EXERCISE PROMPT :: Please gather every line from the listing below that contains the string "light", with uppercase and lowercase treated as different.

RAW DATA ::
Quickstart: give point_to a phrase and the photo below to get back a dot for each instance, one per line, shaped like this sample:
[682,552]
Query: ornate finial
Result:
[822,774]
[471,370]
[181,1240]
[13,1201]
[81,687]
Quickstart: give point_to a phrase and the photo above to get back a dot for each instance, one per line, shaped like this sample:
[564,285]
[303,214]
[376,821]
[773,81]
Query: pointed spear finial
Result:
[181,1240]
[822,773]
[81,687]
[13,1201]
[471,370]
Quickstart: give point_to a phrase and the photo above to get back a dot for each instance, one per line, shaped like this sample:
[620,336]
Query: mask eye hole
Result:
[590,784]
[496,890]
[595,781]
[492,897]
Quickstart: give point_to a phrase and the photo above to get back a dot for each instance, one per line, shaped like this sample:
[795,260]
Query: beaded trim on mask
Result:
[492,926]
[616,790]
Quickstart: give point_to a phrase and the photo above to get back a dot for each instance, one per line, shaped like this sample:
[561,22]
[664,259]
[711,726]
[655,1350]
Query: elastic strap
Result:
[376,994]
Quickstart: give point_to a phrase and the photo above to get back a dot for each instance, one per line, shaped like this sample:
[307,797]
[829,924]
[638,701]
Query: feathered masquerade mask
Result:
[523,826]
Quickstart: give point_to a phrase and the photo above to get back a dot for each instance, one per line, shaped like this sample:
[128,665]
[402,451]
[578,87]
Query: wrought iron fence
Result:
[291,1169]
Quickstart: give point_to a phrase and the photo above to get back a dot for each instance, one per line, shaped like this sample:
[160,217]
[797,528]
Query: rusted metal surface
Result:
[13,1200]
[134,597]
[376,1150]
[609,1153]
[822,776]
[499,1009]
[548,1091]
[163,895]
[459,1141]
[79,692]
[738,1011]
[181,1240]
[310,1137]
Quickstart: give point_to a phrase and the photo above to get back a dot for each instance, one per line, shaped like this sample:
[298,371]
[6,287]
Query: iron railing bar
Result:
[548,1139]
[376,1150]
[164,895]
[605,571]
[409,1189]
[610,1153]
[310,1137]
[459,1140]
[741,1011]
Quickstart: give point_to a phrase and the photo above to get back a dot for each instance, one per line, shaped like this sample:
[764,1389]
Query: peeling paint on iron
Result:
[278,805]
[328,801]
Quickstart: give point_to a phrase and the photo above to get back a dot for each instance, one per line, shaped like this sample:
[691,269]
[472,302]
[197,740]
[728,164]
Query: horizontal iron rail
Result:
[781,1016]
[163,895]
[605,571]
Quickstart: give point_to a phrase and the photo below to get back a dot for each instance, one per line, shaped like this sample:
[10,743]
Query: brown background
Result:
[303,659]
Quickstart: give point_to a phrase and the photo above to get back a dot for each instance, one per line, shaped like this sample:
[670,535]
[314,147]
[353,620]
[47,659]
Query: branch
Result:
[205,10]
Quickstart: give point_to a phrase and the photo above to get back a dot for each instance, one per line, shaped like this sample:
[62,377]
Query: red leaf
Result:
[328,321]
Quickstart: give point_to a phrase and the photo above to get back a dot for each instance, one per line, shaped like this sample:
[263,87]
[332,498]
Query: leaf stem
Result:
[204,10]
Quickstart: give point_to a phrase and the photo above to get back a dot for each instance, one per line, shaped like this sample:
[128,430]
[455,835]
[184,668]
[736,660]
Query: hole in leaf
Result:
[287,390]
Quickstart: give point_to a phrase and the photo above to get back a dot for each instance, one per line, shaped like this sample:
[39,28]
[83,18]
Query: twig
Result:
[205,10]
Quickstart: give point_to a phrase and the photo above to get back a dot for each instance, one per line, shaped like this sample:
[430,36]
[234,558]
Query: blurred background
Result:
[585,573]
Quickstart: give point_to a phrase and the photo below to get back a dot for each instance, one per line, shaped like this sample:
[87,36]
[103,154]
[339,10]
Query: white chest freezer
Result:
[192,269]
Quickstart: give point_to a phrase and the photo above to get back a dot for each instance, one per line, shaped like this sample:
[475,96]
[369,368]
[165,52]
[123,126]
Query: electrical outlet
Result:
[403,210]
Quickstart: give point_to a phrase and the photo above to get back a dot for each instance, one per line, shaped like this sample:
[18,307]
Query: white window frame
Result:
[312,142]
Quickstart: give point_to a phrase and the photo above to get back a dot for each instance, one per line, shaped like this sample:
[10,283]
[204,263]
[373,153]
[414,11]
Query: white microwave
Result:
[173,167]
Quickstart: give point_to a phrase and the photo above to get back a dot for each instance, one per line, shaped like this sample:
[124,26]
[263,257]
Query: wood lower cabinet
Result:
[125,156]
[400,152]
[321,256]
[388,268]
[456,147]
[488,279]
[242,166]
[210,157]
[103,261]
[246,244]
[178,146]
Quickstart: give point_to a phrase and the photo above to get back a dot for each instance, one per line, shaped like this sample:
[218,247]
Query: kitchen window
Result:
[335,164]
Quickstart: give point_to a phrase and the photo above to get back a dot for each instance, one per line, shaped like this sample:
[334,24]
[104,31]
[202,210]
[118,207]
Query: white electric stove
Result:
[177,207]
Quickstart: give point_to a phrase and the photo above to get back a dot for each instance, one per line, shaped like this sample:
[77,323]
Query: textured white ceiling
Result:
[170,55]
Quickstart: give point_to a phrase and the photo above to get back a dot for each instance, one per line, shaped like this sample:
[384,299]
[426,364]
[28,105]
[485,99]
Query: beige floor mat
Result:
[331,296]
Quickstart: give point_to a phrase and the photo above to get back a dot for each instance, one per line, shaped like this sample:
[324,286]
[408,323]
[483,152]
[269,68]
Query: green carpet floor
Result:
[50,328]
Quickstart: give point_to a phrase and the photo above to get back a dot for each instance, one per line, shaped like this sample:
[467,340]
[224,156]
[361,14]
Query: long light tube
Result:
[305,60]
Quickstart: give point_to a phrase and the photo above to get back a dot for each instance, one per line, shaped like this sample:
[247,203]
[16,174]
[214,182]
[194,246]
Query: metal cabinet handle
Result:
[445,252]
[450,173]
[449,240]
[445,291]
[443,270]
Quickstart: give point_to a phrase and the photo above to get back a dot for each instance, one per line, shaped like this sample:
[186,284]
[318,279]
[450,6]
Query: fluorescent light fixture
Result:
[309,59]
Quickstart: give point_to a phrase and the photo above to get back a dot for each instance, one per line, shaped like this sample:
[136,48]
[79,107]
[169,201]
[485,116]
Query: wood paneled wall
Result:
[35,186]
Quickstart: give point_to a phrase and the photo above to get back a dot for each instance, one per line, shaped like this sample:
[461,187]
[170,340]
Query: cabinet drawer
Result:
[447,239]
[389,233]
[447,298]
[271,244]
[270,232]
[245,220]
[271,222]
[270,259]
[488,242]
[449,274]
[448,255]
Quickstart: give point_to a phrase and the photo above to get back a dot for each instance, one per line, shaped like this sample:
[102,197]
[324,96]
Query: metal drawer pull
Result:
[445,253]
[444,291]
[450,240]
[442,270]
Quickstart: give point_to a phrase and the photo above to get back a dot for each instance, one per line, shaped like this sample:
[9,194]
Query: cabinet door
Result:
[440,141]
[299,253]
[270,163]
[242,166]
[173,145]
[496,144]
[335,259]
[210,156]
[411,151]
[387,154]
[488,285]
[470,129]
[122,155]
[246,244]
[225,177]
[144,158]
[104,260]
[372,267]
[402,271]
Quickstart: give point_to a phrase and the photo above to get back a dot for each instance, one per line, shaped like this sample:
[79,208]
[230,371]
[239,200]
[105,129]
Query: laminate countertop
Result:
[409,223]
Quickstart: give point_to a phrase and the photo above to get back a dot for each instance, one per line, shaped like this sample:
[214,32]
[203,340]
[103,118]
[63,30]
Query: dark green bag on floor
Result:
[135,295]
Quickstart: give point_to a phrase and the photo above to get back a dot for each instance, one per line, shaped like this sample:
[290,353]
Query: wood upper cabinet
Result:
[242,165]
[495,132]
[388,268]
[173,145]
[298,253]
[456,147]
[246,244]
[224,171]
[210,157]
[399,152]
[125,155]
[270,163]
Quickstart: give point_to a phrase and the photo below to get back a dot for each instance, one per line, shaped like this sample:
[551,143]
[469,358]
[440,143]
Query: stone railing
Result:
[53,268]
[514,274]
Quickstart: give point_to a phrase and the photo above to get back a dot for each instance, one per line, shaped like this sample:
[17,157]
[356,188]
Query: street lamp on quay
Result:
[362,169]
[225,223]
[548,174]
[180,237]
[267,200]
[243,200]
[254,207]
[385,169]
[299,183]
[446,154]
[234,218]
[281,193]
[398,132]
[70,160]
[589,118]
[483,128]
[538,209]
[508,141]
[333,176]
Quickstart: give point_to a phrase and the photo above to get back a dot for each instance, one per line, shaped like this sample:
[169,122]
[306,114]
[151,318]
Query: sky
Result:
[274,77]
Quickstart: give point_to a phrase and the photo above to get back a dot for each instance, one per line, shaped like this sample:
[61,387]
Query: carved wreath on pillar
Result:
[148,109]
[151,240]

SOLUTION FOR THIS PROBLEM ::
Query: long light tube
Query: fluorescent light fixture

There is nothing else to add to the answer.